* _Point localization data_
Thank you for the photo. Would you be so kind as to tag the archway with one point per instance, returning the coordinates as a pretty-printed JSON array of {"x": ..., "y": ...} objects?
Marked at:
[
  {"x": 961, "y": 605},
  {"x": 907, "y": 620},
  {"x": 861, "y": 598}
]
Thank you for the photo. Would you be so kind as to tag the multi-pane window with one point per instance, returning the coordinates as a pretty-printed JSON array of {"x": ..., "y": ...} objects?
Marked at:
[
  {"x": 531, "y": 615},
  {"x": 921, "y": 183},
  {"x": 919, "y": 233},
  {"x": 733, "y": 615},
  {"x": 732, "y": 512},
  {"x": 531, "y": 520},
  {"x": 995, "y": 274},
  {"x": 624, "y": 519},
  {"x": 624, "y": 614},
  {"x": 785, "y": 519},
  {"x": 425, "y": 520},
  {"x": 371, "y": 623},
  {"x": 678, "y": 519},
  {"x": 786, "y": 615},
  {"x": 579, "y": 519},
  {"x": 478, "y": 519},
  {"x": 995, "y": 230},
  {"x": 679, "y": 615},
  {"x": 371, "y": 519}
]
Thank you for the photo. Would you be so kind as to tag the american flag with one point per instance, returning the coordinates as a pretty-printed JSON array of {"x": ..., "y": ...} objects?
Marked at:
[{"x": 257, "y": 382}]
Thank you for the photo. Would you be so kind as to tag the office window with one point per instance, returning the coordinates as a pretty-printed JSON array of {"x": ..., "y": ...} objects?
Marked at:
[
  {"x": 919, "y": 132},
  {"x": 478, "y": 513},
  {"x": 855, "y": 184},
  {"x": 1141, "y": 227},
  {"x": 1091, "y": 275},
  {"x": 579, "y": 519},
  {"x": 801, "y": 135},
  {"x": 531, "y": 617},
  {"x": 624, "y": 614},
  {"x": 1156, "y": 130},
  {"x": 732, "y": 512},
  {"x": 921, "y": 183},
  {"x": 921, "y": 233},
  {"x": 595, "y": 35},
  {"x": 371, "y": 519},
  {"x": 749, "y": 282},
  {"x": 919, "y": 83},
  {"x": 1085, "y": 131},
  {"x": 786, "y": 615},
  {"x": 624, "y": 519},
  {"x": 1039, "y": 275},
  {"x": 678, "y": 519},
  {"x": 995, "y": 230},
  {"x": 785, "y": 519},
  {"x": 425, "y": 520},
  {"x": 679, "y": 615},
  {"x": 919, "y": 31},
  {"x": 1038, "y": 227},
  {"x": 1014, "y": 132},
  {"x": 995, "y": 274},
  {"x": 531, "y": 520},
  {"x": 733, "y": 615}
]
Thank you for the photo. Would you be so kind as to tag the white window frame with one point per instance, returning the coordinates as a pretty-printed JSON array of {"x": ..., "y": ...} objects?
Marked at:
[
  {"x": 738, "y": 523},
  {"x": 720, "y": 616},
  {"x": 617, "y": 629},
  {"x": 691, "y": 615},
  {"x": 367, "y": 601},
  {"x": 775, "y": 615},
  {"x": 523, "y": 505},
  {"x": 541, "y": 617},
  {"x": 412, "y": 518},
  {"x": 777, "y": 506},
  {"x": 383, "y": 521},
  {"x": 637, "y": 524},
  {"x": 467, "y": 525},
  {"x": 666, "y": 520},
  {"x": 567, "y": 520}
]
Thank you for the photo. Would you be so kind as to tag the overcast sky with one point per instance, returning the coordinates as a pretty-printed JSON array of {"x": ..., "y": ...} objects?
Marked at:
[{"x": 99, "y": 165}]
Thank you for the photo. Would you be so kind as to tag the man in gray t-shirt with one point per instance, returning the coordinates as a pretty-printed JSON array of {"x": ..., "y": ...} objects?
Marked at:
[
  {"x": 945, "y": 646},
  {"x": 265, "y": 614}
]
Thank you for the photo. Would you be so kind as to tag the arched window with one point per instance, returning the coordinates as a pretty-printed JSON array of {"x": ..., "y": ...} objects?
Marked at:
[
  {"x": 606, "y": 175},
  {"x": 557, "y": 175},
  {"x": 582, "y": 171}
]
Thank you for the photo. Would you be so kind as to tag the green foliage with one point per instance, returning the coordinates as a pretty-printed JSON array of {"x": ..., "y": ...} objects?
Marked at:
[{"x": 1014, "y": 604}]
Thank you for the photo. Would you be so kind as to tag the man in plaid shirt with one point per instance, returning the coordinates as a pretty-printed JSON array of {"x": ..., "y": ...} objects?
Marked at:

* _EXERCISE DESCRIPTION_
Spot every line in the entries that includes the word "window", and copy each one out.

* _SOLUTION FOR THIS TASK_
Thank you for the photo. Would you be so kind as to tag the multi-pane window with one point per instance, returning the coordinates as a pretty-printed JSON array of {"x": ..., "y": ...} objects?
Thank you for the photo. Would you be so kind as to tag the office window with one point per instance, returning the coordinates as a pretty-printed JSON array of {"x": ..., "y": ...} objects?
Thank you for the photo. Would you be so kind as to tag the white window frame with one point per instance, returning the coordinates as a pretty-printed JSON array of {"x": ..., "y": ...} objects?
Thank you for the photo. Would you be so kind as to tag the arched window with one point per instance, returning the coordinates as a pretty-printed JSON array of {"x": ..., "y": ...} objects?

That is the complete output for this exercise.